== Data entries ==

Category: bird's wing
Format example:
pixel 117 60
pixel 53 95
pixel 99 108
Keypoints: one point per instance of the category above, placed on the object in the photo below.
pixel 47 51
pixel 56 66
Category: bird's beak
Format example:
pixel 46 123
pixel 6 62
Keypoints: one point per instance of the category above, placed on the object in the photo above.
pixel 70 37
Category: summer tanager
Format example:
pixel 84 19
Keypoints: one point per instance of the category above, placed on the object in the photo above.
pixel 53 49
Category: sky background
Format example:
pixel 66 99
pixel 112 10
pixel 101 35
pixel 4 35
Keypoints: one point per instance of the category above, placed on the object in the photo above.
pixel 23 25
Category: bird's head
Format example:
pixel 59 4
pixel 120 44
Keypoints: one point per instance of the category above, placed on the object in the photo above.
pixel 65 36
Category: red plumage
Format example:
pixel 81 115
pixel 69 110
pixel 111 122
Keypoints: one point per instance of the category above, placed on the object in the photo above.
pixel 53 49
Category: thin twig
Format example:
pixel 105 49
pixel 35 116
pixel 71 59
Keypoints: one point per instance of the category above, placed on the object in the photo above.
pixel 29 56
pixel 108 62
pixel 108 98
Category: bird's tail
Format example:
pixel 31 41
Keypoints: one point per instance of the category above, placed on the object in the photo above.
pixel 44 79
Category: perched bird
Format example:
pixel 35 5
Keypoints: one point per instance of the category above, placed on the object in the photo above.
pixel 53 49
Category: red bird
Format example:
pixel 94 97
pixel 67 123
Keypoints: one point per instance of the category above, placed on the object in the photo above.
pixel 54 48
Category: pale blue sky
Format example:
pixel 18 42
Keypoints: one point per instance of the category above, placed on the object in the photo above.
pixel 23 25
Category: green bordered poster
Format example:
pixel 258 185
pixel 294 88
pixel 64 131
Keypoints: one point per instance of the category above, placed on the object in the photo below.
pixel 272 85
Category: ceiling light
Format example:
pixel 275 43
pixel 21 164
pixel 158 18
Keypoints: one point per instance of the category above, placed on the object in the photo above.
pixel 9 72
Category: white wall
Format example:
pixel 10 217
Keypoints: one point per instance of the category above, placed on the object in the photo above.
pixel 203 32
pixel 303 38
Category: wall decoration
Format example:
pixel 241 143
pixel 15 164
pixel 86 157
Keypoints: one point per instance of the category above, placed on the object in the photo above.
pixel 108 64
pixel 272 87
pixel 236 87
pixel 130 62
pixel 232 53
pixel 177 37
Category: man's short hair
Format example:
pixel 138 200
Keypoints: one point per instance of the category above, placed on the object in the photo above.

== Problem details ==
Convert every line of the items above into a JSON list of strings, with one string per line and any blank lines omitted.

== Response ==
[
  "Category: bird's wing",
  "Format example:",
  "pixel 117 60",
  "pixel 53 95",
  "pixel 99 108",
  "Keypoints: one point per instance of the category above, placed on the object in the photo below.",
  "pixel 47 51",
  "pixel 56 66",
  "Category: bird's beak",
  "Format example:",
  "pixel 46 123",
  "pixel 6 62",
  "Keypoints: one point per instance of the category above, placed on the object in the photo above.",
  "pixel 70 37",
  "Category: summer tanager",
  "Format example:",
  "pixel 84 19",
  "Keypoints: one point per instance of the category above, placed on the object in the photo above.",
  "pixel 53 49",
  "Category: sky background",
  "Format example:",
  "pixel 66 99",
  "pixel 112 10",
  "pixel 101 35",
  "pixel 4 35",
  "Keypoints: one point per instance of the category above, placed on the object in the photo above.",
  "pixel 23 25",
  "Category: bird's head",
  "Format example:",
  "pixel 59 4",
  "pixel 120 44",
  "Keypoints: one point per instance of the category above, placed on the object in the photo above.",
  "pixel 65 36",
  "Category: red plumage",
  "Format example:",
  "pixel 81 115",
  "pixel 69 110",
  "pixel 111 122",
  "Keypoints: one point per instance of the category above, placed on the object in the photo above.",
  "pixel 53 49",
  "Category: thin twig",
  "Format example:",
  "pixel 105 49",
  "pixel 35 116",
  "pixel 71 59",
  "Keypoints: one point per instance of the category above, placed on the object in the photo above.",
  "pixel 29 56",
  "pixel 108 62",
  "pixel 108 98",
  "Category: bird's tail",
  "Format example:",
  "pixel 31 41",
  "Keypoints: one point per instance of the category above, placed on the object in the photo above.",
  "pixel 44 79",
  "Category: perched bird",
  "Format example:",
  "pixel 35 5",
  "Keypoints: one point per instance of the category above, placed on the object in the photo above.",
  "pixel 53 49",
  "Category: red bird",
  "Format example:",
  "pixel 94 97",
  "pixel 67 123",
  "Keypoints: one point per instance of the category above, placed on the object in the photo above.",
  "pixel 54 48",
  "Category: pale blue sky",
  "Format example:",
  "pixel 18 42",
  "Keypoints: one point per instance of the category above, placed on the object in the photo above.",
  "pixel 23 25",
  "Category: green bordered poster",
  "Format example:",
  "pixel 258 185",
  "pixel 294 88",
  "pixel 64 131",
  "Keypoints: one point per instance of the category above, placed on the object in the photo below.",
  "pixel 272 85",
  "Category: ceiling light",
  "Format example:",
  "pixel 275 43",
  "pixel 21 164",
  "pixel 158 18",
  "Keypoints: one point per instance of the category above, placed on the object in the photo above.",
  "pixel 9 72",
  "Category: white wall",
  "Format example:",
  "pixel 10 217",
  "Keypoints: one point per instance of the category above, placed on the object in the photo above.",
  "pixel 203 32",
  "pixel 303 38",
  "Category: wall decoration",
  "Format example:",
  "pixel 241 143",
  "pixel 15 164",
  "pixel 86 157",
  "Keypoints: one point per instance of the category above, placed on the object in the photo above.",
  "pixel 108 64",
  "pixel 272 87",
  "pixel 236 87",
  "pixel 130 62",
  "pixel 232 53",
  "pixel 177 37",
  "Category: man's short hair",
  "Format example:",
  "pixel 138 200",
  "Keypoints: one point per instance of the category above, placed on the object in the photo above."
]